Page |
-*-*-

From what I can see on TDP, there's not a lot between the Sigma and Canon's 24-105 f/4s. The Sigma is perhaps a touch better at the wide end and the Canon a bit better at the long end; nothing that I think most people would notice in real life. No doubt Bryan's full review will find that the Sigma can't focus consistently...


----------



## Maximilian (Nov 27, 2013)

Same to me. 
+1 at 24 mm for Sigma
+1 at 50 mm for Canon
+1 at 105 mm for Canon, as well

So if there is no advantage in AF or IS the Sigma is just for Nikon users.
I can see no optical reason for Canon users. An then there are still things like built and dust protection...


----------



## janhalasa (Nov 27, 2013)

There is a review of the Sigma at LensTip as well:
http://www.lenstip.com/index.php?test=obiektywu&test_ob=389


----------



## mwh1964 (Nov 27, 2013)

The canon 24-105 currently is the best L lens deal to be had in my point of view. Really, you may get a weather sealed L lens for $ bucks more than a non L whatever lens. No reasons what so ever to get a Sigma. If 2.8 Sigma would have had a point.


----------



## Radiating (Nov 27, 2013)

traveller said:


> From what I can see on TDP, there's not a lot between the Sigma and Canon's 24-105 f/4s. The Sigma is perhaps a touch better at the wide end and the Canon a bit better at the long end; nothing that I think most people would notice in real life. No doubt Bryan's full review will find that the Sigma can't focus consistently...



This is a complete total and utter myth. Sigma changed the way they design their focusing chips, systems, and protocols over a year ago. I have purchased over 13 copies of recent Sigma lenses (I usually purchase 3+ copies of a lens to get the best one) including the Sigma 35mm 18-35mm and 85mm and these have been some of the best focusing lenses I have ever seen from any manufacturer and not a single one had any issue. In fact they required less Micro Adjustment than Canon's own lenses.

-*-*-

Data |
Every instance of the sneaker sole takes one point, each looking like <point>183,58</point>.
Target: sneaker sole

-*-*-

Given request A |
In the forum thread comparing the Sigma and Canon 24-105 lenses:
(i) At which focal length does Maximilian give the Sigma the edge?
(ii) Which site does janhalasa point to for another review of the Sigma?
(iii) How many copies of recent Sigma lenses does Radiating say they have purchased?
Given request B |
Can you carry on the forum thread comparing the Sigma and Canon 24-105 lenses from the point where the last post stops?

Written answer A |
(i) 24 mm
(ii) LensTip
(iii) Over 13

Written answer B |
There is a clear dividing line between the old sigma and the new sigma, and that started in the middle of the production of the 85mm f/1.4, in fact Sigma offers an upgraded focusing chip for the 85mm 1.4 that makes a night and day difference. Literally it turned my Sigma 85mm f/1.4 from being poor to being flawless at focusing.

*Sigma no-longer has focusing issues.*

The myth that Sigma focuses poorly is simply not true with their newer offerings.

Regarding this lens though, it seems to be noticeably better from 24mm - 70mm and slightly worse at 105mm. I think that overall it's actually a better lens for a slightly higher price, I was somewhat underwhelmed by the sample images, but after looking at the back to back I've changed my mind.

If the bokeh is good and purple fringing is low I think it would be a good buy, it's more expensive but it's better.


----------



## AlanF (Nov 27, 2013)

Radiating said:


> traveller said:
> 
> 
> > From what I can see on TDP, there's not a lot between the Sigma and Canon's 24-105 f/4s. The Sigma is perhaps a touch better at the wide end and the Canon a bit better at the long end; nothing that I think most people would notice in real life. No doubt Bryan's full review will find that the Sigma can't focus consistently...
> ...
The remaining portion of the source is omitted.